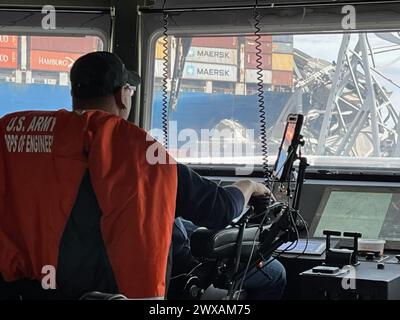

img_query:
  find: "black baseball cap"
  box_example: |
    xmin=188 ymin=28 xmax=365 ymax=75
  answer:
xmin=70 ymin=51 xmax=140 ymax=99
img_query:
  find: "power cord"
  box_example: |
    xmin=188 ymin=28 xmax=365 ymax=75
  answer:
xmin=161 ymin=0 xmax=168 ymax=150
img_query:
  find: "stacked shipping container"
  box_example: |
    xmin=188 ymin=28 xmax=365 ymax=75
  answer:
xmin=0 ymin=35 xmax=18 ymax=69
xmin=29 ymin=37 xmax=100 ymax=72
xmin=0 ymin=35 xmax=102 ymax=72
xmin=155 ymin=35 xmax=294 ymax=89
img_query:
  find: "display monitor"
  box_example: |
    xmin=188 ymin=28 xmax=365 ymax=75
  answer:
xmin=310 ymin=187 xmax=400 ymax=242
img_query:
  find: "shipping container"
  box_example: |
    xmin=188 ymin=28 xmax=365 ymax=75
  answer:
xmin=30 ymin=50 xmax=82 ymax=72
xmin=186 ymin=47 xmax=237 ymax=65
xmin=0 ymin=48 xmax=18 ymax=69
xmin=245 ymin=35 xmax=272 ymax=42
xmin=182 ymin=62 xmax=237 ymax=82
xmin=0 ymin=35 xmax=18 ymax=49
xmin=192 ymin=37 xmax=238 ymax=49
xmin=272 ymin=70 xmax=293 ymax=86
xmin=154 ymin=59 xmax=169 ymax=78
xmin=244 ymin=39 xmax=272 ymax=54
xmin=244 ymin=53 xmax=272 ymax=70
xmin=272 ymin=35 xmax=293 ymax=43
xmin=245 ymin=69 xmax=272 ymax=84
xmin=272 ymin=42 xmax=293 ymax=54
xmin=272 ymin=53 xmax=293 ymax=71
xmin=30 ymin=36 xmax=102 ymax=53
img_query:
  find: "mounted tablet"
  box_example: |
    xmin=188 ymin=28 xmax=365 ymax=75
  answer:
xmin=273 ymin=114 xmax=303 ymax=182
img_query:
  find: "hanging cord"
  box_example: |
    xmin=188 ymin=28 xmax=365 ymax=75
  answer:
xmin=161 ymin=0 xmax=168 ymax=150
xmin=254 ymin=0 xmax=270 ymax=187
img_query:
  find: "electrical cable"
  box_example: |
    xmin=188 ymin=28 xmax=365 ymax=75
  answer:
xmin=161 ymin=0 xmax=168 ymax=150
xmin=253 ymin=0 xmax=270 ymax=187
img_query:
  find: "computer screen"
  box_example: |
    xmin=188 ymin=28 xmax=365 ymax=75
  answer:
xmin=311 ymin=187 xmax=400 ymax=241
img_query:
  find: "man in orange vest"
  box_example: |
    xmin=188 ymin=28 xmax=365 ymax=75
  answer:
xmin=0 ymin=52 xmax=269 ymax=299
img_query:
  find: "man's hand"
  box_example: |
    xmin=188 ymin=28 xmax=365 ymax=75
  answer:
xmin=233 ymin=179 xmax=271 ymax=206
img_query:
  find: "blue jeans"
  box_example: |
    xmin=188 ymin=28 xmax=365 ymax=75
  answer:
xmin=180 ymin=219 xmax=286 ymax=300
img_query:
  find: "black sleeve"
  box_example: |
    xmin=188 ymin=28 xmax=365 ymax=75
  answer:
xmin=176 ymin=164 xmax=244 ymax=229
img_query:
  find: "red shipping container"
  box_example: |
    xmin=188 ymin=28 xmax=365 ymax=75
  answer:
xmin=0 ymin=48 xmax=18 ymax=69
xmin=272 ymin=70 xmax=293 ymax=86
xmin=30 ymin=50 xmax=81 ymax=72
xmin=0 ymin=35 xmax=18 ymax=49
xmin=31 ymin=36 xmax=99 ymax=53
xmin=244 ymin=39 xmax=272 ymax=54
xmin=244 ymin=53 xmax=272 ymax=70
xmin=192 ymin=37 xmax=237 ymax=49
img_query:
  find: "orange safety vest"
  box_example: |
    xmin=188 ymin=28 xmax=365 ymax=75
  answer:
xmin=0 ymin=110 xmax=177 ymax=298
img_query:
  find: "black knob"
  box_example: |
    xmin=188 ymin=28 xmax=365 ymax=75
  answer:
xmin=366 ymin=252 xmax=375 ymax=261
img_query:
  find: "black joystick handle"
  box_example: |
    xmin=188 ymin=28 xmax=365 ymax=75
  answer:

########

● WHAT TO DO
Omit the pictures, then quote the rest of the material above exactly.

● ANSWER FOR THIS EXERCISE
img_query:
  find: "black baseball cap"
  box_example: |
    xmin=188 ymin=28 xmax=365 ymax=75
  answer:
xmin=70 ymin=51 xmax=140 ymax=99
img_query:
  find: "power cord"
  box_example: |
    xmin=188 ymin=28 xmax=365 ymax=75
  answer:
xmin=161 ymin=0 xmax=168 ymax=150
img_query:
  find: "stacked shipping container"
  box_example: |
    xmin=188 ymin=28 xmax=365 ymax=75
  answer:
xmin=0 ymin=35 xmax=18 ymax=69
xmin=29 ymin=37 xmax=100 ymax=72
xmin=0 ymin=35 xmax=102 ymax=72
xmin=155 ymin=35 xmax=294 ymax=89
img_query:
  find: "display monitor"
  box_example: |
    xmin=188 ymin=28 xmax=365 ymax=75
  answer:
xmin=310 ymin=187 xmax=400 ymax=242
img_query:
  find: "shipping container"
  box_example: |
    xmin=188 ymin=28 xmax=365 ymax=75
  answer:
xmin=30 ymin=50 xmax=82 ymax=72
xmin=186 ymin=47 xmax=237 ymax=65
xmin=0 ymin=48 xmax=18 ymax=69
xmin=245 ymin=35 xmax=272 ymax=42
xmin=182 ymin=62 xmax=237 ymax=82
xmin=0 ymin=35 xmax=18 ymax=49
xmin=192 ymin=37 xmax=238 ymax=49
xmin=272 ymin=70 xmax=293 ymax=86
xmin=154 ymin=59 xmax=169 ymax=78
xmin=244 ymin=39 xmax=272 ymax=54
xmin=244 ymin=53 xmax=272 ymax=70
xmin=272 ymin=35 xmax=293 ymax=43
xmin=245 ymin=69 xmax=272 ymax=84
xmin=272 ymin=42 xmax=293 ymax=54
xmin=272 ymin=53 xmax=293 ymax=71
xmin=30 ymin=36 xmax=102 ymax=53
img_query:
  find: "mounted tablet"
  box_example: |
    xmin=188 ymin=28 xmax=365 ymax=75
  answer:
xmin=273 ymin=114 xmax=303 ymax=182
img_query:
  find: "hanging cord"
  box_example: |
    xmin=188 ymin=28 xmax=365 ymax=75
  answer:
xmin=161 ymin=0 xmax=168 ymax=150
xmin=254 ymin=0 xmax=270 ymax=187
img_query:
  find: "electrical cable"
  box_example: |
    xmin=188 ymin=28 xmax=365 ymax=75
  answer:
xmin=161 ymin=0 xmax=168 ymax=150
xmin=253 ymin=0 xmax=270 ymax=187
img_query:
  find: "computer screen"
  box_example: |
    xmin=188 ymin=28 xmax=365 ymax=75
  answer:
xmin=311 ymin=187 xmax=400 ymax=241
img_query:
  find: "man in orange vest"
  box_example: |
    xmin=188 ymin=28 xmax=365 ymax=75
  answer:
xmin=0 ymin=52 xmax=269 ymax=299
img_query:
  find: "man's hand"
  box_example: |
    xmin=188 ymin=28 xmax=365 ymax=75
  answer:
xmin=233 ymin=179 xmax=271 ymax=206
img_query:
  find: "blue jeans"
  box_example: |
    xmin=188 ymin=28 xmax=365 ymax=75
  answer:
xmin=180 ymin=219 xmax=286 ymax=300
img_query:
  find: "black sleeve"
  box_example: |
    xmin=188 ymin=28 xmax=365 ymax=75
  answer:
xmin=176 ymin=164 xmax=244 ymax=229
img_query:
  find: "red shipping container"
  box_example: |
    xmin=188 ymin=28 xmax=365 ymax=75
  answer:
xmin=0 ymin=48 xmax=18 ymax=69
xmin=272 ymin=70 xmax=293 ymax=86
xmin=30 ymin=50 xmax=81 ymax=72
xmin=0 ymin=35 xmax=18 ymax=49
xmin=31 ymin=36 xmax=99 ymax=53
xmin=244 ymin=39 xmax=272 ymax=54
xmin=244 ymin=53 xmax=272 ymax=70
xmin=192 ymin=37 xmax=237 ymax=49
img_query:
  find: "orange safety vest"
  box_example: |
    xmin=188 ymin=28 xmax=365 ymax=75
  answer:
xmin=0 ymin=110 xmax=177 ymax=298
img_query:
  find: "black knob"
  box_example: |
    xmin=188 ymin=28 xmax=365 ymax=75
  answer:
xmin=366 ymin=252 xmax=375 ymax=261
img_query:
  find: "black joystick handle"
  box_example: |
    xmin=188 ymin=28 xmax=365 ymax=75
  answer:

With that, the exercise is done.